Text for analysis >>
------------------------------------------------
Donor Intent and the Future of Higher Education Philanthropy


CENTER FOR EXCELLENCE IN HIGHER EDUCATION CONFERENCE
DONOR INTENT AND THE FUTURE OF HIGHER EDUCATION PHILANTHROPY

REMARKS OF WILLIAM JOSEPHSON
WASHINGTON, D.C.
DECEMBER 6, 2007

“Ne trustez personne,” Hercule Poirot


A recent letter to the editor of The Chronicle of Philanthropy implored donors to higher education to trust the donees.   Obviously, if those donees were entirely trustworthy, such a letter would have been unnecessary.
Until quite recently, neither donors nor donees paid much attention to donors’ rights. 
That appears to be changing, and it’s about time.
If settlors -- those who create non-charitable trusts -- create a living or a testamentary trust with a trust company for the benefit of Ron Malone, and the trustee breaches the trust, can the creators enforce it? 
Can their legal representatives?  Can  their heirs?  Who can? 
If donors, inter vivos or by will, create a charitable trust in favor of a designated charitable beneficiary, and the trustee breaches the trust, can they enforce it?  Can their legal representatives or heirs?  Who can?
If donors, inter vivos or by will, create a charitable trust in which the trustee has plenary discretion as to income and principal investments and distributions and if the trustee makes an expenditure for a non-charitable purpose, can anyone enforce the trust?
------------------------------------------------
Dataset content >>

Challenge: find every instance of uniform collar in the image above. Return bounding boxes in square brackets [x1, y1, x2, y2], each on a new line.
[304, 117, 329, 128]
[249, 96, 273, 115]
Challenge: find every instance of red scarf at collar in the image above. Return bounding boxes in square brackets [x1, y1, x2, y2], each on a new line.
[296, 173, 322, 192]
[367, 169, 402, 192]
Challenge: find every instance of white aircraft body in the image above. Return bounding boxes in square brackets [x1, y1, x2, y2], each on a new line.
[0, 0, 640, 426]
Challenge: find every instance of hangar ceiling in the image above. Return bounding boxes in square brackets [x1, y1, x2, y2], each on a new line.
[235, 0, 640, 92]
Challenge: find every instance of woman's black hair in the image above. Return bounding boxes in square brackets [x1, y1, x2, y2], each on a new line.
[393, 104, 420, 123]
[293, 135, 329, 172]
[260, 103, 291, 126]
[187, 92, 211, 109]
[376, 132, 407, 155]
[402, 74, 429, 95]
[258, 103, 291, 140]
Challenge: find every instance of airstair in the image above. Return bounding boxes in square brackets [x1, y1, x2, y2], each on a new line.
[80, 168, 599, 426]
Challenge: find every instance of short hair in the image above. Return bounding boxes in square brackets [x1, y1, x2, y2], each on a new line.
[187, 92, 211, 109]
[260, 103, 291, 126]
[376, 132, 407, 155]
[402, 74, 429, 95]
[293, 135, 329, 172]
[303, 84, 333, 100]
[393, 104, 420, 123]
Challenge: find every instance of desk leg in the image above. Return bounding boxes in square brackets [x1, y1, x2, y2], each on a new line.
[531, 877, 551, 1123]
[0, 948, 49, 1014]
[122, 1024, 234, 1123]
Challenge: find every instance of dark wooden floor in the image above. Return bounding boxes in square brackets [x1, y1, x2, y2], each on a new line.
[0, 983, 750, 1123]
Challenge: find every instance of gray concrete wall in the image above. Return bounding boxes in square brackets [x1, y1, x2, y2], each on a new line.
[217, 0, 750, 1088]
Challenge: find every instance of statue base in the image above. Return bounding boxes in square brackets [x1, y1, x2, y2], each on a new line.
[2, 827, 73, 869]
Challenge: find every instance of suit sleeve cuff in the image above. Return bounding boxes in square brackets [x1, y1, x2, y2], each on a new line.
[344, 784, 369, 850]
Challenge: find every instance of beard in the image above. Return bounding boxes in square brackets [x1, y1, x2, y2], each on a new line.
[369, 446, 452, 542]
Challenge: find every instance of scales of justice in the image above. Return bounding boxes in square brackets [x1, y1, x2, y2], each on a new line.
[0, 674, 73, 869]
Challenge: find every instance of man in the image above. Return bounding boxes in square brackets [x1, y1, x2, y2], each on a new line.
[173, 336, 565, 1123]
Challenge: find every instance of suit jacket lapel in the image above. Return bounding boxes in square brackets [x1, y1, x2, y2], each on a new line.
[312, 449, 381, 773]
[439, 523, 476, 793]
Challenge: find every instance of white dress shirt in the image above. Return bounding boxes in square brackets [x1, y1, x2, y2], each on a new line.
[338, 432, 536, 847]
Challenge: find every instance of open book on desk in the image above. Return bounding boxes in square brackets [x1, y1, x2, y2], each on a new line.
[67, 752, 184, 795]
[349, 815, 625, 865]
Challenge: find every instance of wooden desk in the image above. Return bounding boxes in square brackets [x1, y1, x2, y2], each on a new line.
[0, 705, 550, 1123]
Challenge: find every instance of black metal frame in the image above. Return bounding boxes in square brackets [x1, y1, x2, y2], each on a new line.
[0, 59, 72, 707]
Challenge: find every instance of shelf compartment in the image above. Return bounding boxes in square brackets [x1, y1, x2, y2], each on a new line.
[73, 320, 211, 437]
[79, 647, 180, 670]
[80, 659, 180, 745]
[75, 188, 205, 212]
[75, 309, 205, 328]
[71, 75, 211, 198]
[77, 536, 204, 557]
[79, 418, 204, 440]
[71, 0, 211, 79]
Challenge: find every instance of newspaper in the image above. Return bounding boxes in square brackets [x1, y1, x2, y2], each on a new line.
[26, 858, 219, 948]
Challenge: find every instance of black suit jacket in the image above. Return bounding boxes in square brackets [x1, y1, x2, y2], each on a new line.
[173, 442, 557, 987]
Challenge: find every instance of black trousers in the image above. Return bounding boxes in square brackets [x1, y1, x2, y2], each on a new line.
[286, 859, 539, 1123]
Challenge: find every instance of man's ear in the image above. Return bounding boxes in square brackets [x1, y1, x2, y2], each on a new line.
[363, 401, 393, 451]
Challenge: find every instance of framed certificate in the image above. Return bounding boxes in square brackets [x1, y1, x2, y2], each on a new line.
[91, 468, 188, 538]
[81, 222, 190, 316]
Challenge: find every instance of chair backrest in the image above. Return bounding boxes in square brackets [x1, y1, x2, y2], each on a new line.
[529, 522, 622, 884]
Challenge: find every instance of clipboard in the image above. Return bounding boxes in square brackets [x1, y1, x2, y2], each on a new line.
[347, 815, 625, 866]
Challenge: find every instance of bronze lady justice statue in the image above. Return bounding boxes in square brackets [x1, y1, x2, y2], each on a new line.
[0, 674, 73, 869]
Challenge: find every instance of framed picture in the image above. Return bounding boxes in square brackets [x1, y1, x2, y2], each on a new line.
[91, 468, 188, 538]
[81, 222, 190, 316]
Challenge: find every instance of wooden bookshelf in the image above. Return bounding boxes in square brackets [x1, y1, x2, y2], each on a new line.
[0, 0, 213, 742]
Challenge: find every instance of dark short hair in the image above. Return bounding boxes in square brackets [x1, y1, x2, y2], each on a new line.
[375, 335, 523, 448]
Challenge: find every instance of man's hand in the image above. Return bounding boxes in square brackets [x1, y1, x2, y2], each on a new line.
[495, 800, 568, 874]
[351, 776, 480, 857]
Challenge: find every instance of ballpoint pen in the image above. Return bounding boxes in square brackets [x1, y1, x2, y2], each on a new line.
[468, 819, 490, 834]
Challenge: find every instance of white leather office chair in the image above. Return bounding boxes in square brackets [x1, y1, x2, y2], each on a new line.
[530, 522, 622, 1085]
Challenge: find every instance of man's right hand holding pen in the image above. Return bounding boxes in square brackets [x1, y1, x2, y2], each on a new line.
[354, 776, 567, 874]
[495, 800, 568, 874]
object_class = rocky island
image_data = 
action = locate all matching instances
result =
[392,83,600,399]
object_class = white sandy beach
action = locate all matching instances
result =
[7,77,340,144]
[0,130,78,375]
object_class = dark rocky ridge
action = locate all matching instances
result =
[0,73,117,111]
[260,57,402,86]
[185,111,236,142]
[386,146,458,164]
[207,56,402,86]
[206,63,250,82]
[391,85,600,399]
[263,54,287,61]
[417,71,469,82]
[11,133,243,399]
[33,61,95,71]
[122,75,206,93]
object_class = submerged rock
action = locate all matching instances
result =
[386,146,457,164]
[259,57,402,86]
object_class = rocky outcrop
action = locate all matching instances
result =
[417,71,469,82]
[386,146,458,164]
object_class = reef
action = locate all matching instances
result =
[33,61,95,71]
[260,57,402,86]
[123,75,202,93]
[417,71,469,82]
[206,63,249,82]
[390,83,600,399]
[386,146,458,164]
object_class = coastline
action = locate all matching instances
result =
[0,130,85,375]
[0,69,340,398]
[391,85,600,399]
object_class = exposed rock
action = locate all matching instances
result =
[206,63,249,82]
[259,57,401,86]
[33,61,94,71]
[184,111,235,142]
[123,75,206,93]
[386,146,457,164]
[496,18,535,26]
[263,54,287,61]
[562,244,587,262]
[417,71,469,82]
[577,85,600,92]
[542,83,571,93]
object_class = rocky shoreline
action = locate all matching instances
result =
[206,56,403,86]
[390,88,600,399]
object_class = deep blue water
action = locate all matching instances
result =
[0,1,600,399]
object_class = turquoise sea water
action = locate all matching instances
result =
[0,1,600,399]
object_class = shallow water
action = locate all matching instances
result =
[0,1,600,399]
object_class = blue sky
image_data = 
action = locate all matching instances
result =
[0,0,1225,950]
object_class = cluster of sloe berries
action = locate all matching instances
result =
------------------------------------------------
What to do >>
**1)** Revise the remarks on donor intent between "REMARKS OF WILLIAM" and "have been unnecessary.", inclusive, so that "recipients" replaces "donees".
**2)** Extend the remarks on donor intent beyond their final sentence.
None of the entries have anything to do with the remarks on donor intent.

Results in order >>
**1)**
REMARKS OF WILLIAM JOSEPHSON
WASHINGTON, D.C.
DECEMBER 6, 2007

“Ne trustez personne,” Hercule Poirot


A recent letter to the editor of The Chronicle of Philanthropy implored donors to higher education to trust the recipients.   Obviously, if those recipients were entirely trustworthy, such a letter would have been unnecessary.

**2)**
If donors create a private foundation of which they are not “foundation managers”, do they have any rights with respect to its actions?
If The Ford Foundation, a private foundation, makes a grant, and if the grantee does not do what it undertook to do, has a contract been breached for which the law will provide a remedy?  What remedy?
If the United States or a state or city or agency thereof makes the same grant, is the result different?
If Jane and John Doe, a married couple, jointly make a grant to a hospital for the purchase of a building for a specific treatment facility, and the hospital fails to carry out the grant or changes the use, does the law provide a remedy?  If one of them dies, does that change the result?  If both die, does that change the result? 
What remedy?
If, instead of an inter vivos grant, the same donors make bequests for the same purpose in their wills, and if the hospital accepts the bequests, but does not carry them out or change the use, can the donors’ legal representatives enforce the bequest?  Can the donors’ heirs? 
If the hospital changes the use of the facility or sells it and does not use or buy another for the same purpose, has it breached the grant in a way for which the law provides a remedy?  If so, who can enforce? 
What is that remedy?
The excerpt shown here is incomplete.